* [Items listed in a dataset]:
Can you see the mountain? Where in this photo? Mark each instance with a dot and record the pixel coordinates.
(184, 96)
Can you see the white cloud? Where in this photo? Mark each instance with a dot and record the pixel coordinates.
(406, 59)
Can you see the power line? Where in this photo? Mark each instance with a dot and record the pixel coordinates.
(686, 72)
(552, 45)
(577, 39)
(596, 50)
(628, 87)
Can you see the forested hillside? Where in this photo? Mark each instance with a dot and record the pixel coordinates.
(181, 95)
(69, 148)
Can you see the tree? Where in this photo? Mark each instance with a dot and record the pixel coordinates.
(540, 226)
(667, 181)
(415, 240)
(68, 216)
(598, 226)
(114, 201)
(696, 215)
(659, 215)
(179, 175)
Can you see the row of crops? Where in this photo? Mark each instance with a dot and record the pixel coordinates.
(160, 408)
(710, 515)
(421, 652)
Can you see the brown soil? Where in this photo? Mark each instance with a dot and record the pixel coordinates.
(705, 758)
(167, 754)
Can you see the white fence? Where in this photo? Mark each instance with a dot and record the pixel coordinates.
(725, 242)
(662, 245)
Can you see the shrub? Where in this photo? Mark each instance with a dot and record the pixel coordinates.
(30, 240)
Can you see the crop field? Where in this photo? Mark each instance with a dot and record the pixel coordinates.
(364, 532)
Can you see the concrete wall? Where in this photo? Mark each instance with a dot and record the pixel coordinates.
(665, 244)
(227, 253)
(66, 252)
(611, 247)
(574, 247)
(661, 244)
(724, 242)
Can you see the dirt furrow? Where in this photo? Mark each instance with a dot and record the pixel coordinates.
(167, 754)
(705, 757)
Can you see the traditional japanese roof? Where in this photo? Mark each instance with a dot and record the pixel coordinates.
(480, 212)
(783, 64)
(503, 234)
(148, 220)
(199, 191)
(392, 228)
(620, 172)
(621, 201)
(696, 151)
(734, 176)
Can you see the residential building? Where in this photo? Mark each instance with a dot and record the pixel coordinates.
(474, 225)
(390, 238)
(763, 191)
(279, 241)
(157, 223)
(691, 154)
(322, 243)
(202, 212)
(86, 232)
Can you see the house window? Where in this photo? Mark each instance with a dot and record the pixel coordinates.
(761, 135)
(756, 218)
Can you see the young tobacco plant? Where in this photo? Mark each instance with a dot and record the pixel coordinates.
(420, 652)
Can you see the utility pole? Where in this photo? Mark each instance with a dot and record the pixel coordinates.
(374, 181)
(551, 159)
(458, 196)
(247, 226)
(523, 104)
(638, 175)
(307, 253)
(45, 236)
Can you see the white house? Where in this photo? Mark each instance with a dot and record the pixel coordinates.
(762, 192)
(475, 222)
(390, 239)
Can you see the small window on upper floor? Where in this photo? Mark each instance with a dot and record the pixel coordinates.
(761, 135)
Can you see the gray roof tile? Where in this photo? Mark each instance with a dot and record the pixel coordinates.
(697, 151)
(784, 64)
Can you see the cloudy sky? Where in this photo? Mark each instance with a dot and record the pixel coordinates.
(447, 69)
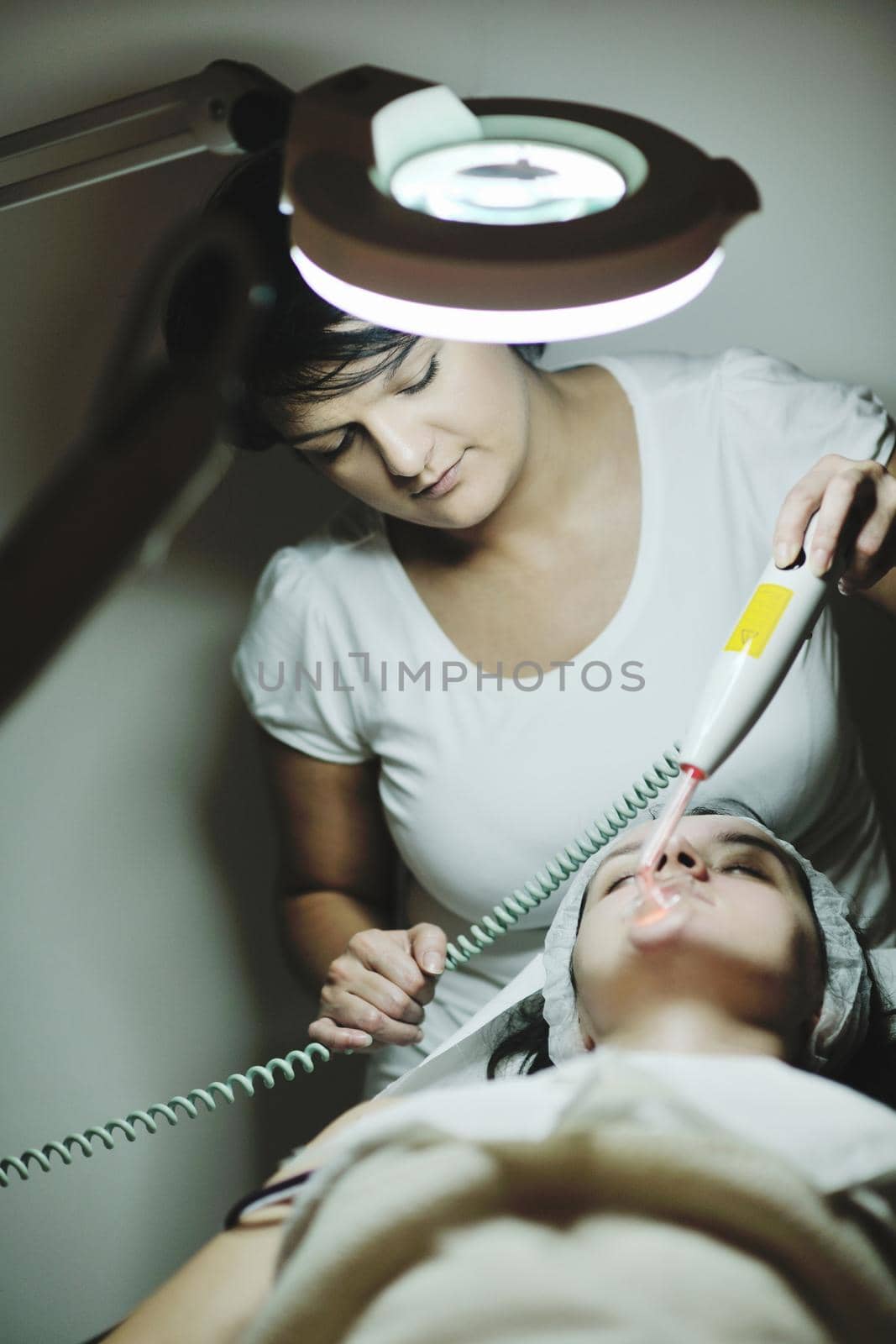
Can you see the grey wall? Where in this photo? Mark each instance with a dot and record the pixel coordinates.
(139, 958)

* [Problem statement]:
Transcribe the data exactly, minus any images.

* [Expected answer]:
Can you see the mountain? Where in this photo? Mark each instance with a dot and record the pixel coordinates.
(184, 96)
Can you see the white cloud? Where in this photo? Mark each instance with a dot and record the pixel coordinates.
(406, 59)
Can you see the power line? Where in this photo? Mark each instance with a dot and record the pixel coordinates.
(686, 72)
(552, 45)
(577, 39)
(596, 50)
(628, 87)
Can you see the forested hillside? Where in this photo? Mark each instance with a dot and record the pixel coordinates.
(181, 95)
(69, 148)
Can you see the tree? Where in this photo? Mark each instance with a dot and record the pixel coordinates.
(540, 226)
(667, 181)
(415, 240)
(68, 216)
(598, 226)
(114, 201)
(696, 215)
(659, 215)
(179, 175)
Can you see the row of crops? Where in this photo? Mark each instance with a dot and record the pixel coordinates.
(160, 408)
(710, 515)
(421, 652)
Can you see the brown soil? Where in this photo? Mark each instance with a dot and record the pixel coordinates.
(705, 758)
(167, 754)
Can you see the white fence? Where in this photo? Mark each instance with a dot and record the pixel coordinates.
(725, 242)
(662, 245)
Can you see the shrub? Where in this photo? Mark each instance with a dot and record the pixel coordinates.
(30, 240)
Can you see the crop field? Where in this photo? Mark each instance with a dot and record the pixel coordinates.
(364, 532)
Can you see the concrete wall? Where in this photo? Mark each instance with a dot and record the pixel coordinates.
(665, 244)
(227, 253)
(66, 252)
(611, 247)
(574, 247)
(661, 244)
(724, 242)
Can you see the dirt furrow? Where in this photo? Mark each instance with a dot and record the pixel coordinates.
(167, 754)
(705, 757)
Can you see the traditional japanese roof? Where in this photo? Mark each instance with a dot and record the pixel coordinates.
(480, 212)
(783, 64)
(503, 234)
(148, 220)
(199, 191)
(392, 228)
(620, 172)
(621, 201)
(696, 151)
(734, 176)
Can you see the residential building? Where in this photo? Mark each instance with a dot and record the pixel coordinates.
(474, 225)
(390, 238)
(763, 191)
(279, 241)
(157, 223)
(691, 154)
(322, 243)
(202, 212)
(86, 232)
Can you see the house window? Where in this photo? Mark each instance with a dot and record the pixel coordinates.
(761, 135)
(756, 218)
Can you see the young tobacco plant? Where in this photo? Mark each instance with a dot and record the pixel coordinates.
(420, 652)
Can you see the utility pole? Where in this photo? Mark each instance with a dot and record the pixel coordinates.
(374, 181)
(551, 159)
(458, 196)
(247, 226)
(523, 104)
(638, 175)
(307, 253)
(45, 236)
Can you see the white house? Where in this photo? Mark each instance with a dot and record the pixel coordinates.
(762, 192)
(475, 222)
(390, 239)
Can you see the small window on upper floor? Where in this photo? Mark each instance with a dot and record the pixel coordinates.
(761, 135)
Can you see the gray roof tile? Where in this photo? Mark each instance with a dot and record the pixel coordinates.
(697, 151)
(784, 64)
Can you see the cloudy sky? Where in this photo? Mark each instance with a dot and record the pixel coordinates.
(447, 69)
Can you see the grey wall? Where in this photo? Mark each instance with a dot and record the pixel coordinates.
(139, 958)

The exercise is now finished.